__EXERCISE SET__
1. In the commentary about Trump and Obama, who went to Obama's address after Trump posted it in 2023?
2. Carry on the commentary about Trump and Obama from its final sentence.

__SOURCE__

Apparently, Braun had a long history of violence and had been sued as a predatory lender. When Trump commuted his sentence he was supposed to be cooperating in a big predatory lending case that fell apart once he was set free.

It was just another day in the Law and Order president’s administration.

What will Trump do now that Obama mocked his manhood?

In 2011 Obama humiliated Trump. In 2023 Trump posted Obama’s address & a Jan6er, Taylor Taranto, went there to kill him. What will Trump do now that Obama mocked his manhood?

On Friday Marcy Wheeler, @emptywheel, & Nicole Sandler talked how the Obama’s humiliated Trump & how he is responding following their speeches at the DNC.

Based on his calls into Fox & Newsmax after the end of Harris’ speech, it’s really getting under his skin. I’m loving it, but then again I’m a huge fan of the late night comedy hosts doing bits on Trump.

I also know that thatTrump really, really hates to be laughed at. When it happens to him his response is to say, “People are laughing at America!” (Hmm, I wonder what he said before he was President & associated himself with the country?)

__Records of labeled points__
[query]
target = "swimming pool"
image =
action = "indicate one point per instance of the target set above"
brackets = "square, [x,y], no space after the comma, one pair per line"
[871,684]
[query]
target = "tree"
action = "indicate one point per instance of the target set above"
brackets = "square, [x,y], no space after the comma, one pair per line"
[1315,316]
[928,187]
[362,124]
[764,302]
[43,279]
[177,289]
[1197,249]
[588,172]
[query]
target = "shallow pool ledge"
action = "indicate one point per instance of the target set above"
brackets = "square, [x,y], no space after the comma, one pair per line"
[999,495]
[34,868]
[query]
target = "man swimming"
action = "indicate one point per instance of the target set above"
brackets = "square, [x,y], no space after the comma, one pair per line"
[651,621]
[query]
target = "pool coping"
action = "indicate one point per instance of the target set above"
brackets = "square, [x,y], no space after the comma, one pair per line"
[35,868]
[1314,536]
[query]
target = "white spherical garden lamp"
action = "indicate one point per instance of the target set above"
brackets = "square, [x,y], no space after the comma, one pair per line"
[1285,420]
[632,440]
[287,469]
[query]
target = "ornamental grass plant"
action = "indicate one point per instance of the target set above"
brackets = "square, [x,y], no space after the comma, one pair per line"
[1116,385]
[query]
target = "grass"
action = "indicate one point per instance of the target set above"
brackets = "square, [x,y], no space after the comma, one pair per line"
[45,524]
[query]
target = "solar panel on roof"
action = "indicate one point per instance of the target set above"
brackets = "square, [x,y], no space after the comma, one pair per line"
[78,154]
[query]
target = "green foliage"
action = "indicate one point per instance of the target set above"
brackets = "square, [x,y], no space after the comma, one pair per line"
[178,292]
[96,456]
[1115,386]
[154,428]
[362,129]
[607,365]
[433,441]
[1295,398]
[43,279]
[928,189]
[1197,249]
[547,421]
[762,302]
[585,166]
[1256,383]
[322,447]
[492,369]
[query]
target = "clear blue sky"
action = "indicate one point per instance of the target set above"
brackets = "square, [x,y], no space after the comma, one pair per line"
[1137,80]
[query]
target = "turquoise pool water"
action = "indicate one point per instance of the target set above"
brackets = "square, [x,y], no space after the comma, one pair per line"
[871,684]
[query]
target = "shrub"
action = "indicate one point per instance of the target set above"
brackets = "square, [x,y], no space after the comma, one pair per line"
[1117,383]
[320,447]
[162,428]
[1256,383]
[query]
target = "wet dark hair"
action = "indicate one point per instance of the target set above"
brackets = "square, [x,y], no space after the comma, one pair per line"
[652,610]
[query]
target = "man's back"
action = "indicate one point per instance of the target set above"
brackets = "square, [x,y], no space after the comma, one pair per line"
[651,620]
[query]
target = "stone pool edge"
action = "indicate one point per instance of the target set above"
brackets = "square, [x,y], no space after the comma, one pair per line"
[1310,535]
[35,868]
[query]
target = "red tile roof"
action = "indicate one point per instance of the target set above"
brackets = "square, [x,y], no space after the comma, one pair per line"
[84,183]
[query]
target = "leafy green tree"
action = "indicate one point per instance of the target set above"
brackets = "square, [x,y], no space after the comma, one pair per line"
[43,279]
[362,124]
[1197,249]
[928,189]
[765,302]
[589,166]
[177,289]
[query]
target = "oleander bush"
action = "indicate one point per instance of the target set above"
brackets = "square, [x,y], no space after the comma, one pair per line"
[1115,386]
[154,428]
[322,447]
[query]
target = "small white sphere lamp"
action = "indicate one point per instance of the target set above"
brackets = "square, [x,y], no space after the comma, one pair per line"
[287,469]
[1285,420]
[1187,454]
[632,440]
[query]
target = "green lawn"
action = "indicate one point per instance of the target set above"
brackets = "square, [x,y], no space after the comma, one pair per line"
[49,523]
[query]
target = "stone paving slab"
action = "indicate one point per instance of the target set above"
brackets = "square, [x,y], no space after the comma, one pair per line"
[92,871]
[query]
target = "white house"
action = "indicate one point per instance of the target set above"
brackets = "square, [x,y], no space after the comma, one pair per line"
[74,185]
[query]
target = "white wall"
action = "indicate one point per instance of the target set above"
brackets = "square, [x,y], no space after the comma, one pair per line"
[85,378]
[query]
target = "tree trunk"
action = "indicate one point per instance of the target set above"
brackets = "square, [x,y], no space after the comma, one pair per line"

__EXPECTED RESPONSES__
1. Taylor Taranto, a Jan6er, went there to kill him.

2.
Trump got back at people who laughed at him in 2011 with the classic, “I’ll show them!” and became President. But that wasn’t enough for him. He also did the rich person bully thing and sued people who challenged him.

What do bullies do to stop people from laughing at them?.They threaten to kill them. OR they have their henchmen threaten to kill them. There’s a reason he brings up Al Capone.

Robert De Niro as Al Capone holding a bat in the scene from the movie Untouchables right after this scene he hits and kills one of the people that he considers disloyal. Loyalty is one of Trump’s big issues and when people aren’t loyal he calls them out on social media for his followers to attack them.
Trump holding a bat like Al Capone in a photo next to Manhattan DAAlvin Bragg

Trump will want to get retribution against the people who laughed at him. It’s what he does.

Marcy reminds people of Taylor Taranto, a Jan 6er who went to Obama’s DC neighborhood in July 2023 after Trump posted Obama’s address on Truth Social. (NBC reporter Ryan Reilly said that he still can’t believe the whole Taylor Taranto story (link to his Twitter thread. )

Prosecutors say man went to Obama’s DC neighborhood after Trump posted what he claimed was the Obamas’ address CNN July 7, 2023

Taylor Taranto entering the Capitol on Jan 6th
Taylor Taranto with the gun in his car when he went to Obama’s Neighborhood.

He really wants people to fear and respect him. Like they do Kim Jung Un.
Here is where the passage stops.